## EXERCISE DATA
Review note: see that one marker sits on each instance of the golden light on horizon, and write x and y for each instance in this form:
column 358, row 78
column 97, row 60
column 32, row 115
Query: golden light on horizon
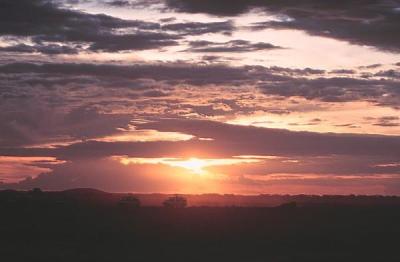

## WHAT NEEDS TO BE DONE
Repeat the records word for word, skipping pictures.

## RESULT
Review note: see that one marker sits on each instance of the golden light on horizon, and write x and y for each instance in this form:
column 358, row 78
column 97, row 60
column 32, row 115
Query: golden light on horizon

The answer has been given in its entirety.